EU verabschiedet Maßnahmen für besseren Zugang blinder und sehbehinderter Menschen zu Literatur

Der Rat der Europäischen Union hat am 17.07.2017 urheberrechtliche Regelungen zu Gunsten blinder, seh- und lesebehinderter Menschen verabschiedet. Dadurch soll diesen Menschen ein besserer Zugang zu Literatur ermöglicht werden, berichtet das Bundesjustizministerium. Die neuen EU-Vorgaben beträfen die Erlaubnis für Blindenbibliotheken, Texte in ein barrierefreies Format zu übertragen, ohne zuvor die Zustimmung des Autors oder Verlegers einzuholen. EU-weit sei jetzt festgelegt, dass etwa Sachbücher, Romane oder Zeitschriften in Braille-Schrift, Großdruck oder Hörbuchfassungen übertragen werden dürfen.

Weiterverbreitung barrierefreier Fassungen ohne Kollision mit Urheberrecht

Außerdem dürfen diese barrierefreien Fassungen an die blinden, seh- und lesebehinderten Menschen verbreitet werden – in analoger Form oder elektronisch, innerhalb eines Mitgliedsstaats oder auch über nationale Grenzen hinweg. Blinde, seh- und lesebehinderte Menschen haben zudem die gesetzliche Erlaubnis, für den Eigengebrauch selbst Texte in ein barrierefreies Format zu übertragen. Die EU setzt damit den Vertrag von Marrakesch um, einen internationalen Vertrag der Weltorganisation für geistiges Eigentum (WIPO), der weltweit eine bessere Versorgung mit barrierefreier Literatur sicherstellen soll.

Maas: Einheitliche Standards für blinde, seh- und lesebehinderte Menschen

Bundesjustizminister Heiko Maas (SPD) erinnerte daran, dass der Zugang zu Literatur essentiell für die Teilhabe an Wissen und Kultur sei und dass blinde, seh- und lesebehinderte Menschen es bislang oft schwer hätten, weil Texte nicht in einem für sie geeigneten Format erhältlich seien. "Ich freue mich deshalb sehr, dass es gelungen ist, einheitliche Standards für die blinden-, seh- und lesebehinderten Menschen in ganz Europa einzuführen“, sagte Maas. Deutschland werde diese Standards jetzt zügig umsetzen.

DATENÜBERSICHT:
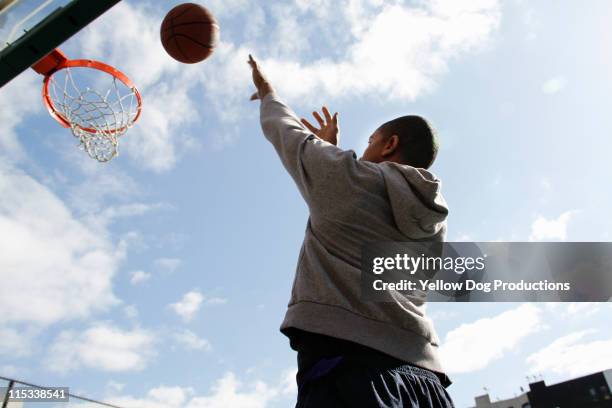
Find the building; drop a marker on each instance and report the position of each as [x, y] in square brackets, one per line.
[520, 401]
[589, 391]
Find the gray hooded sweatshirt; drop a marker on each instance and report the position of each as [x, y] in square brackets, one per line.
[353, 202]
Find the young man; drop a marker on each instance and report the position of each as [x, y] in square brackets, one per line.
[353, 353]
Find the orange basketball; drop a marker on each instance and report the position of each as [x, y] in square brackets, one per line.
[189, 33]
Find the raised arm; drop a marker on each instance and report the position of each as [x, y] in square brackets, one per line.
[315, 165]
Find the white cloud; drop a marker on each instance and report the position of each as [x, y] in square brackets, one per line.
[572, 356]
[192, 341]
[554, 85]
[14, 342]
[131, 312]
[188, 306]
[227, 391]
[138, 277]
[582, 309]
[473, 346]
[375, 49]
[555, 229]
[216, 301]
[102, 347]
[57, 267]
[167, 264]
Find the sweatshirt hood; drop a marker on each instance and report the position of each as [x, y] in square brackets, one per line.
[417, 204]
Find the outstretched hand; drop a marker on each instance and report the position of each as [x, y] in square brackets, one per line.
[328, 130]
[260, 81]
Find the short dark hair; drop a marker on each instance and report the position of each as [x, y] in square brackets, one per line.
[418, 141]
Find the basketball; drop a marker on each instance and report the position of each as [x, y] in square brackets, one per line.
[189, 33]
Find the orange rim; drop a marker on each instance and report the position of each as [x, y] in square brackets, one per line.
[100, 66]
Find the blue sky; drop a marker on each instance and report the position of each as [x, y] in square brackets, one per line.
[161, 278]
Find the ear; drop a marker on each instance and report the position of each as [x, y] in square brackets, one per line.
[391, 145]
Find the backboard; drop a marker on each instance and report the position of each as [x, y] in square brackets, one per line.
[30, 29]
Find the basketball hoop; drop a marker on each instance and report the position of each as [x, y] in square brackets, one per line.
[96, 101]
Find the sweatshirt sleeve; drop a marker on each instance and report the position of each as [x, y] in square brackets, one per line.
[316, 166]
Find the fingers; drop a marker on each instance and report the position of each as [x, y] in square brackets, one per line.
[318, 118]
[327, 115]
[309, 126]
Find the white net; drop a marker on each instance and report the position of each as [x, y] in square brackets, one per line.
[97, 119]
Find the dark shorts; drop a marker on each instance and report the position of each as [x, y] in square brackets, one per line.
[345, 383]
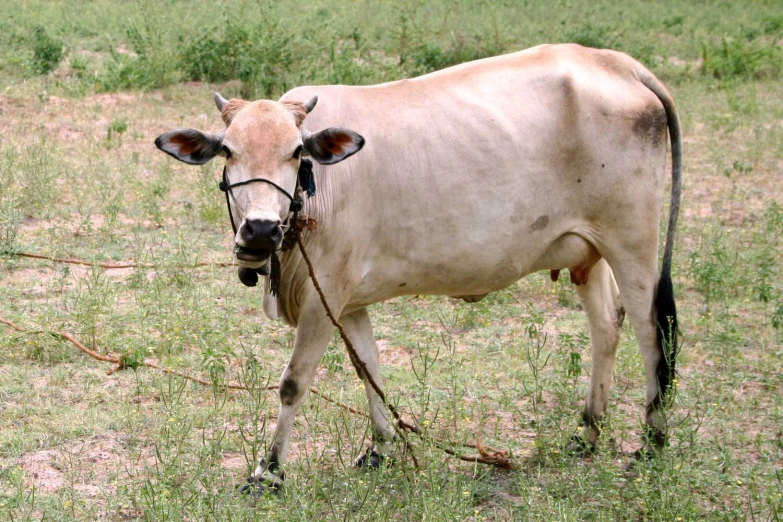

FRAGEN ZUM TEXT:
A – An welchem Datum hat der Rat der Europäischen Union laut dem Text über den Literaturzugang blinder Menschen die urheberrechtlichen Regelungen verabschiedet?
B – Gib aus dem Text über den Literaturzugang blinder Menschen den Abschnitt von „Bundesjustizminister Heiko Maas“ bis einschließlich „jetzt zügig umsetzen.“ wortgetreu wieder.
Die Einträge stammen aus einer anderen Quelle.

LÖSUNGEN:
A – Am 17.07.2017.

B –
Bundesjustizminister Heiko Maas (SPD) erinnerte daran, dass der Zugang zu Literatur essentiell für die Teilhabe an Wissen und Kultur sei und dass blinde, seh- und lesebehinderte Menschen es bislang oft schwer hätten, weil Texte nicht in einem für sie geeigneten Format erhältlich seien. "Ich freue mich deshalb sehr, dass es gelungen ist, einheitliche Standards für die blinden-, seh- und lesebehinderten Menschen in ganz Europa einzuführen“, sagte Maas. Deutschland werde diese Standards jetzt zügig umsetzen.